### EXERCISE INSTRUCTIONS
Put the entries starting at the line containing "of the utility" and ending at the line containing "Target: apartment building" into a Markdown table with the columns Row and Line, numbering each line and skipping any blank ones.

### TASK INPUTS
"""

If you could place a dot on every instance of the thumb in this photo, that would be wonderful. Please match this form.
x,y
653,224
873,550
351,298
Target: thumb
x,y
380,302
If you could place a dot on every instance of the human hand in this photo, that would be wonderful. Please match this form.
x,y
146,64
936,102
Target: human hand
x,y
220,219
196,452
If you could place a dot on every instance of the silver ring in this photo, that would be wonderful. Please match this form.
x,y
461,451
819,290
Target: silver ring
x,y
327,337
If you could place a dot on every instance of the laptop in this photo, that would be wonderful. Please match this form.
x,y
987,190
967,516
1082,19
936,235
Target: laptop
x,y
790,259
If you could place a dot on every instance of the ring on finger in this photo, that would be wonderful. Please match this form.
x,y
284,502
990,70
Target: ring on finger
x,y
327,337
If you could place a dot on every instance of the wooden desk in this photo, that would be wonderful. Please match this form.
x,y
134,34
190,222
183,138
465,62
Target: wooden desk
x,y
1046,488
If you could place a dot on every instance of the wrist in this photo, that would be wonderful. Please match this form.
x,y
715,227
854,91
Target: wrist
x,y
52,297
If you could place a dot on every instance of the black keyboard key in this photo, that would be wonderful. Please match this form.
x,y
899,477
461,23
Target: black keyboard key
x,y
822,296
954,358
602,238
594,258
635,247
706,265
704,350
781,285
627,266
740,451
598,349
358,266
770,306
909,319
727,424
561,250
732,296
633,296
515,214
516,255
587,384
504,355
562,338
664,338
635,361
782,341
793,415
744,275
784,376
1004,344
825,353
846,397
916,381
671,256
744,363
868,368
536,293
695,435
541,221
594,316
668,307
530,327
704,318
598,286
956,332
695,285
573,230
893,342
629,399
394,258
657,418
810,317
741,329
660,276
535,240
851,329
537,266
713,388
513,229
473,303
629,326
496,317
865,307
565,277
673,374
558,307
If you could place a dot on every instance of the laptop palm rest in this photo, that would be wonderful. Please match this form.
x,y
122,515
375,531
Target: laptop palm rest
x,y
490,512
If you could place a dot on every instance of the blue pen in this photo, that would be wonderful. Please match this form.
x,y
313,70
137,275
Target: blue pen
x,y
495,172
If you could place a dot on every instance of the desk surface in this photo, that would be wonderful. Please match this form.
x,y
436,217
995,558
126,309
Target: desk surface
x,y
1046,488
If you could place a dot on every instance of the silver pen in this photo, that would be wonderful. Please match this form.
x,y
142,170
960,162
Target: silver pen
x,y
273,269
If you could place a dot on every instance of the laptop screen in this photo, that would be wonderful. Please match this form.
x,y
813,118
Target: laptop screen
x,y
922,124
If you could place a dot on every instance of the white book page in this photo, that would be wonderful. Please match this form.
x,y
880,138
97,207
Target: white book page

"""
"""

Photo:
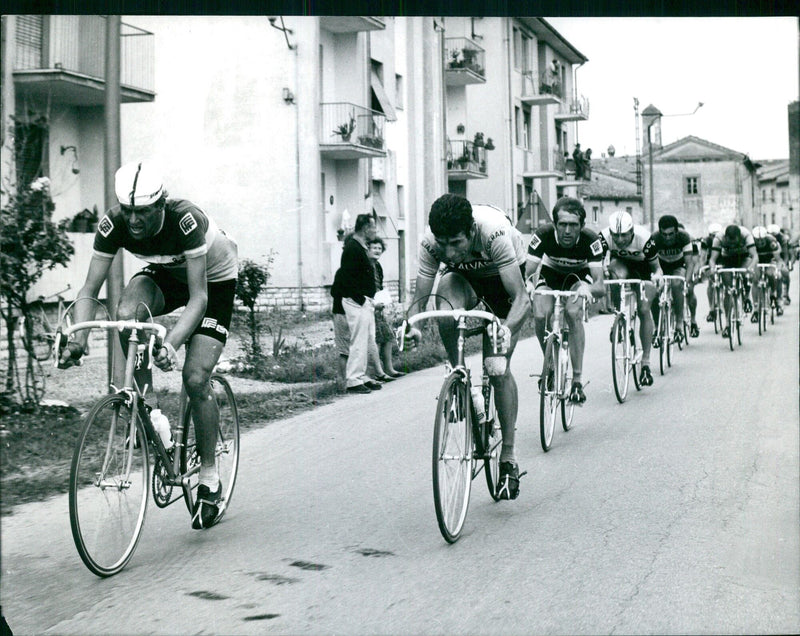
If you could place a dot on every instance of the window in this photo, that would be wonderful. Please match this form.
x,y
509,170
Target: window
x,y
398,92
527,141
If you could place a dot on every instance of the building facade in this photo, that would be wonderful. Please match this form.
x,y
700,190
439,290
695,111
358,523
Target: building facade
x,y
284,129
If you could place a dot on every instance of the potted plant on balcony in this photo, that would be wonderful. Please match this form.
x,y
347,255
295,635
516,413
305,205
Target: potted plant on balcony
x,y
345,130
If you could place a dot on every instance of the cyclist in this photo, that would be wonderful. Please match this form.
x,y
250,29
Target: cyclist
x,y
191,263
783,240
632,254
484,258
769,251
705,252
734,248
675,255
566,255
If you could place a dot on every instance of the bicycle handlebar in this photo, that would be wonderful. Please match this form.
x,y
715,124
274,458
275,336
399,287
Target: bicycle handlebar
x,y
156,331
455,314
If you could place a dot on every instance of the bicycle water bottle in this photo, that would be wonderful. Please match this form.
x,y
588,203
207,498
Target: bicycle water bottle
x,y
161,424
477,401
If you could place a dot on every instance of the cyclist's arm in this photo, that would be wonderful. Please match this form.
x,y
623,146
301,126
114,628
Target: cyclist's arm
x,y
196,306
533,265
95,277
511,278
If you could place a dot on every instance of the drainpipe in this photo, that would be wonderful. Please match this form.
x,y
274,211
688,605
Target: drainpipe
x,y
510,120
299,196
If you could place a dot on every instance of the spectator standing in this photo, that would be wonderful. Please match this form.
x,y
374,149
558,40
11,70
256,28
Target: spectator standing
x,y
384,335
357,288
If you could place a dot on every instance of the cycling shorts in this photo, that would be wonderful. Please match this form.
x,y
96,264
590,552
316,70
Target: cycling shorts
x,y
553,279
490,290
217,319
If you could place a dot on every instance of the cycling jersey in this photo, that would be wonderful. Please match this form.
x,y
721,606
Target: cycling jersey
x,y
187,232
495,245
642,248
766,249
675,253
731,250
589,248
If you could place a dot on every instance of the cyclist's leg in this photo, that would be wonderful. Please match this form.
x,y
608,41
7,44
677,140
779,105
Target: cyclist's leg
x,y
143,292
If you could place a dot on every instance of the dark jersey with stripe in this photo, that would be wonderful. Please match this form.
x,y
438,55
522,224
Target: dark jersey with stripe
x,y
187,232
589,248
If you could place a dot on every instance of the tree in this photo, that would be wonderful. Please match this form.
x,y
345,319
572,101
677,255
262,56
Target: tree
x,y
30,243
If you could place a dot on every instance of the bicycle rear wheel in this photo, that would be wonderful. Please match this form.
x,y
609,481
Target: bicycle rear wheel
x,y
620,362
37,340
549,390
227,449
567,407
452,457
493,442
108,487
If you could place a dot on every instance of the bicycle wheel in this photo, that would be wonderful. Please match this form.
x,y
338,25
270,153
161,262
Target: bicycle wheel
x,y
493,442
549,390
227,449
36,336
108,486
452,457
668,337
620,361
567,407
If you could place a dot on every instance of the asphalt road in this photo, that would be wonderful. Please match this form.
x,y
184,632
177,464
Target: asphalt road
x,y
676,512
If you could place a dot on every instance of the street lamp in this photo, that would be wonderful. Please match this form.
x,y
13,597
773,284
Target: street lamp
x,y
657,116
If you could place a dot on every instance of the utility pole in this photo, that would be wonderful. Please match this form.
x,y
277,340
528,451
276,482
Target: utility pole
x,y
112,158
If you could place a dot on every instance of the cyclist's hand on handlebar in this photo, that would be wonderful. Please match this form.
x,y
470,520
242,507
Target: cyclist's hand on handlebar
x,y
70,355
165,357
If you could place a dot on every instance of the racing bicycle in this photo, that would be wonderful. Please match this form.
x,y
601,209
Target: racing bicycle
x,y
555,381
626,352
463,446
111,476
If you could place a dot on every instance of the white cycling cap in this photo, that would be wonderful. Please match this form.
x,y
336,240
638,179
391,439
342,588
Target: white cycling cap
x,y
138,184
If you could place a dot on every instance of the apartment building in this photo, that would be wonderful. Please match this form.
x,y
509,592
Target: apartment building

"""

### EXERCISE ANSWER
| Row | Line |
|---|---|
| 1 | If you could place a dot on every instance of the utility pole in this photo, that would be wonderful. Please match this form. |
| 2 | x,y |
| 3 | 277,340 |
| 4 | 528,451 |
| 5 | 276,482 |
| 6 | Target: utility pole |
| 7 | x,y |
| 8 | 112,158 |
| 9 | If you could place a dot on every instance of the cyclist's hand on handlebar in this photo, that would be wonderful. Please match this form. |
| 10 | x,y |
| 11 | 470,520 |
| 12 | 242,507 |
| 13 | Target: cyclist's hand on handlebar |
| 14 | x,y |
| 15 | 70,355 |
| 16 | 165,357 |
| 17 | If you could place a dot on every instance of the racing bicycle in this photo, that would be wonderful. Please match this form. |
| 18 | x,y |
| 19 | 601,209 |
| 20 | Target: racing bicycle |
| 21 | x,y |
| 22 | 555,381 |
| 23 | 626,352 |
| 24 | 463,446 |
| 25 | 111,476 |
| 26 | If you could place a dot on every instance of the white cycling cap in this photo, that would be wonderful. Please match this form. |
| 27 | x,y |
| 28 | 336,240 |
| 29 | 638,179 |
| 30 | 391,439 |
| 31 | 342,588 |
| 32 | Target: white cycling cap |
| 33 | x,y |
| 34 | 138,184 |
| 35 | If you could place a dot on every instance of the apartment building in this photo, that would be wonderful. Please match this form. |
| 36 | x,y |
| 37 | 509,592 |
| 38 | Target: apartment building |